(Records pointing to named objects)

▬▬▬

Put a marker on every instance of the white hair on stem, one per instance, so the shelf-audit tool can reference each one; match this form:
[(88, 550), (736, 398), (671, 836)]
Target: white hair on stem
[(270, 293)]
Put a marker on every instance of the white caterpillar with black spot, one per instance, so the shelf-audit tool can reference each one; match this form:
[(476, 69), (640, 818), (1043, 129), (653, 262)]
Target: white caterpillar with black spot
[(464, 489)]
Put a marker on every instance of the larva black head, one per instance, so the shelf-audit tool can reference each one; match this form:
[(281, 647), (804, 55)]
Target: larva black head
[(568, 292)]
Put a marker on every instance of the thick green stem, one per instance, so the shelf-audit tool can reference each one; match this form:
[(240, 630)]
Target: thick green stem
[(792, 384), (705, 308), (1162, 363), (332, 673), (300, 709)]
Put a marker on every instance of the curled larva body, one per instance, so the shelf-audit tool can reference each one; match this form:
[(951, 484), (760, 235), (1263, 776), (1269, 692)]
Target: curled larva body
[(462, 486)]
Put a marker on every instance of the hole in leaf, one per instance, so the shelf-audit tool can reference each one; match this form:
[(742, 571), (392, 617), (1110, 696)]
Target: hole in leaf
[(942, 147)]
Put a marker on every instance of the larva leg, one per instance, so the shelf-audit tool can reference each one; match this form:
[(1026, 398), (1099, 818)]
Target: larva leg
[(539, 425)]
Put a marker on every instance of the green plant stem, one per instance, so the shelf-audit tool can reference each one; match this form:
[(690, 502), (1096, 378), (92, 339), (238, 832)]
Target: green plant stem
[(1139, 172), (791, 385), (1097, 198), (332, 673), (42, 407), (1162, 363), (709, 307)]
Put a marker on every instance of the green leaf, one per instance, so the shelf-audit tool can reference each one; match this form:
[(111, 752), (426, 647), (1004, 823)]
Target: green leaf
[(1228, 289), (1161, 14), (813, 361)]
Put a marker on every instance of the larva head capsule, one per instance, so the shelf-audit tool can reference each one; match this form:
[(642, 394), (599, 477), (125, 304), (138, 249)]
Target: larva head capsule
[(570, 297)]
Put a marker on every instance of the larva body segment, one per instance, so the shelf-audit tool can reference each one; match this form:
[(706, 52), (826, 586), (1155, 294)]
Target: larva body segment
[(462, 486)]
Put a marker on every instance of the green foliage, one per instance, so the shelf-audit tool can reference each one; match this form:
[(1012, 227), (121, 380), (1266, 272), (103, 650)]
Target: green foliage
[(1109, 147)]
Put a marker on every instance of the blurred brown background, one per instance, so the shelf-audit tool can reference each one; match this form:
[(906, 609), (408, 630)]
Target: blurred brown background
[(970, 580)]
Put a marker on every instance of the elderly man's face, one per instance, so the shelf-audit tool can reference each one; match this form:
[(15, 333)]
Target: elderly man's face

▬▬▬

DESCRIPTION OF THE TASK ▸
Please rewrite all of the records above as a Markdown table with a Row column giving each line's number and a Line column holding its text. Leave out blank lines.

FINAL RESULT ▸
| Row | Line |
|---|---|
| 1 | Put a marker on every instance of the white hair on stem, one per instance, so the shelf-audit tool can reference each one; match this form: |
| 2 | [(88, 550), (736, 398), (671, 836)] |
| 3 | Target: white hair on stem |
| 4 | [(270, 293)] |
| 5 | Put a marker on every instance of the white caterpillar with black spot, one per instance, so the shelf-audit tool can reference each one; match this form: |
| 6 | [(476, 69), (640, 818), (1043, 129), (653, 262)] |
| 7 | Target: white caterpillar with black spot |
| 8 | [(464, 489)] |
| 9 | Put a marker on every instance of the larva black head, one per instance, so the shelf-audit tool can reference each one; match this form: |
| 10 | [(281, 647), (804, 55)] |
| 11 | Target: larva black head |
| 12 | [(568, 292)] |
| 13 | Put a marker on every instance of the thick green stem, one per instance, so the shelf-audit tool can reference each one; match this form: |
| 14 | [(240, 630)] |
| 15 | Target: thick green stem |
| 16 | [(792, 384), (705, 308), (1162, 363), (332, 673), (300, 709)] |
| 17 | Put a marker on every instance of the curled larva body, one per instance, so the shelf-audit tool can reference each one; match this form: |
| 18 | [(951, 484), (760, 235), (1263, 776), (1269, 692)] |
| 19 | Target: curled larva body |
| 20 | [(462, 486)] |
| 21 | Put a marker on every instance of the hole in leaf, one per instance, so the shelf-audit tool can reference each one; match this form: |
| 22 | [(742, 571), (392, 617), (1110, 696)] |
| 23 | Target: hole in leaf |
| 24 | [(942, 147)] |
| 25 | Put a marker on every instance of the larva leg, one per instance, so the shelf-audit tool can reference each one; match this form: |
| 26 | [(1026, 398), (1099, 818)] |
| 27 | Target: larva leg |
| 28 | [(539, 425)] |
| 29 | Put a marker on every instance of the green plant stem, one per instance, so the shelf-audit tool can reference each one; match this form: |
| 30 | [(690, 502), (1096, 378), (92, 339), (238, 832)] |
| 31 | Target: green plant stem |
| 32 | [(1139, 172), (791, 385), (1097, 198), (332, 673), (42, 407), (1162, 363), (709, 307)] |
| 33 | Put a marker on every instance of the green leaf, one per instance, so the shelf-audit tool can reference each one; match this form: |
| 34 | [(111, 752), (426, 647), (1004, 823)] |
| 35 | Target: green leaf |
| 36 | [(1228, 289), (1161, 14), (813, 361)] |
| 37 | Put a marker on every instance of the larva head capsule, one per instance, so the shelf-audit tool can reference each one; match this form: |
| 38 | [(642, 394), (599, 477), (125, 304), (138, 249)] |
| 39 | Target: larva head capsule |
| 40 | [(570, 297)] |
| 41 | Put a marker on every instance of the larva body segment, one per instance, so the shelf-audit tool can reference each one; match this form: |
| 42 | [(706, 52), (826, 586), (1155, 294)] |
| 43 | Target: larva body segment |
| 44 | [(462, 486)] |
| 45 | Put a marker on every instance of the green foliage, one per instance, so the shelf-audit tool can reference each one; match this form: |
| 46 | [(1012, 227), (121, 380), (1266, 272), (103, 650)] |
| 47 | Target: green foliage |
| 48 | [(1109, 147)] |
| 49 | Put a marker on every instance of the blurred brown background, one per instance, so the shelf-audit tool can reference each one; match this form: |
| 50 | [(906, 609), (408, 630)] |
| 51 | Target: blurred brown background |
| 52 | [(970, 580)] |
| 53 | Put a marker on every instance of the elderly man's face, one per instance, so the shelf-audit tool can reference each one; match this form: |
| 54 | [(15, 333)] |
| 55 | Target: elderly man's face |